Muhterem Aras zeigt gegenüber Antisemitismus eine klare Kante Foto: dpa

„Juden treiben Flüchtlinge nach Europa“ – solche Verschwörungstheorien geistern seit geraumer Zeit durchs Netz. Auch wenn in Baden-Württemberg die Zahlen von antisemitischen Straftaten nicht steigen, werden antisemitische Äußerungen salonfähiger, wie Muhterem Aras beklagt.

Stuttgart - „Bereits in alten Mythen werden Juden als schlau und verschwörerisch dargestellt“, sagte Michael Blume, der Beauftragte der Landesregierung gegen Antisemitismus, bei einer Veranstaltung zum Thema „Antisemitismus und Rassismus in Baden-Württemberg heute“ im Haus der Katholischen Kirche in Stuttgart. Antisemitismus gehe daher häufig mit einem generellen Misstrauen gegenüber der Politik, der Justiz oder sogar einer Weltverschwörung einher. Die Veranstaltung war eine Kooperation zwischen dem Landtag von Baden-Württemberg und dem Haus der Katholischen Kirche. Mit Blume diskutierten die Landtagspräsidentin Muhterem Aras und Barbara Traub, Vorstandsvorsitzende der Israelitischen Religionsgemeinschaft Württemberg.

○ ○ ○

### Aufgabenstellung
Nennen Sie alle Personen, die im obigen Text über die Stuttgarter Veranstaltung zu Antisemitismus namentlich genannt werden, jeweils mit der Funktion, die der Text ihnen zuschreibt.

### Zeilenauszüge
○ ○ ○

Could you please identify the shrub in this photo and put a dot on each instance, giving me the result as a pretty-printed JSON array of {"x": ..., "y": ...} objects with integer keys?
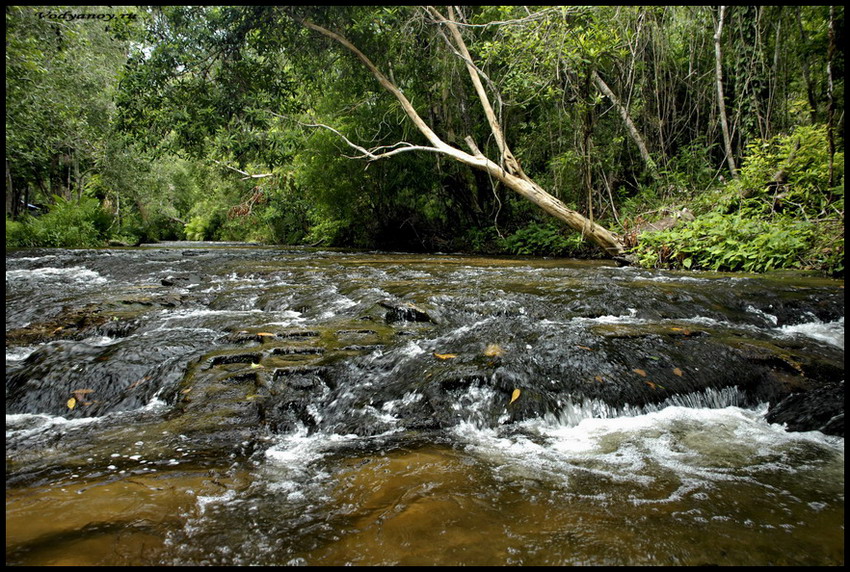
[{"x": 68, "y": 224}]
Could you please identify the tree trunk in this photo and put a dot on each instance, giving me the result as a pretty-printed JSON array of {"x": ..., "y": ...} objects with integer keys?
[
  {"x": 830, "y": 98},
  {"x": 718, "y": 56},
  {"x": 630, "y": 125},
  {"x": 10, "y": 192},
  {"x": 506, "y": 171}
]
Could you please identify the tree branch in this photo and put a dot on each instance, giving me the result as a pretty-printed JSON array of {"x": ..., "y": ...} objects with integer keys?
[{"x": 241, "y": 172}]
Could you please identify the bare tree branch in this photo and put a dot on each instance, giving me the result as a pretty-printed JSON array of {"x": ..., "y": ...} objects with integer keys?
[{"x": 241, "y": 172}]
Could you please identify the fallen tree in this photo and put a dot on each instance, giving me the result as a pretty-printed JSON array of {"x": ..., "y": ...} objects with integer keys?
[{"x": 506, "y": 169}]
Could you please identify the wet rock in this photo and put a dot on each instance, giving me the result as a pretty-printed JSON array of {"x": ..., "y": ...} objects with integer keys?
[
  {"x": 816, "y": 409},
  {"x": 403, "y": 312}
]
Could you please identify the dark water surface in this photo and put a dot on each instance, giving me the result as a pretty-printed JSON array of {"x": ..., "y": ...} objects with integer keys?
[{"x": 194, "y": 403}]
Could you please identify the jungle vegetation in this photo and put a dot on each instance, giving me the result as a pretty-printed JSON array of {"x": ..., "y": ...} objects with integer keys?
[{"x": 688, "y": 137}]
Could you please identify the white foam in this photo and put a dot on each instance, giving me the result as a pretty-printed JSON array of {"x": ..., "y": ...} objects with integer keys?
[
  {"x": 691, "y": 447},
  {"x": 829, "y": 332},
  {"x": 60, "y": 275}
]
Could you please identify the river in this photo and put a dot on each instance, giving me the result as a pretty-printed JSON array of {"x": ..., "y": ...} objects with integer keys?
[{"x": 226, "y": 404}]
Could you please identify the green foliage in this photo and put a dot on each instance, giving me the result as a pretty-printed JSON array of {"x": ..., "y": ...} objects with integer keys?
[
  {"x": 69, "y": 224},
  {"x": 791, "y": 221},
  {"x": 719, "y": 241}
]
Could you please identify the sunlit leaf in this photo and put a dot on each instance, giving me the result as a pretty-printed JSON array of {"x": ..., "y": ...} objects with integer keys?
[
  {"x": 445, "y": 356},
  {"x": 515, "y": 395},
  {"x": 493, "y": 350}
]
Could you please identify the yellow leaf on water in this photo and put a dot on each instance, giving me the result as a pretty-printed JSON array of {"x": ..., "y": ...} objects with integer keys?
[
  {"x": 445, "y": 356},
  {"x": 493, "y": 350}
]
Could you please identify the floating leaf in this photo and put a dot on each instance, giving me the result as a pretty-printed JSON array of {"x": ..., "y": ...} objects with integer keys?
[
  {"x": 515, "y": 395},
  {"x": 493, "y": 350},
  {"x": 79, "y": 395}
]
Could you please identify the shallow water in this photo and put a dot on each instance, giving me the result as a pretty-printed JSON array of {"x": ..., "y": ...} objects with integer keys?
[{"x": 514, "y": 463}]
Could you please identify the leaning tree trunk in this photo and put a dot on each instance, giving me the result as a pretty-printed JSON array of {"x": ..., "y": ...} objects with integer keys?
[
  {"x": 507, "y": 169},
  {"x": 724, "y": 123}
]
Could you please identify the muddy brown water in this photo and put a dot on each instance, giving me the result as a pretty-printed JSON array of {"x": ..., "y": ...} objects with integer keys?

○ ○ ○

### Lösung
- Muhterem Aras: Landtagspräsidentin
- Michael Blume: Beauftragter der Landesregierung gegen Antisemitismus
- Barbara Traub: Vorstandsvorsitzende der Israelitischen Religionsgemeinschaft Württemberg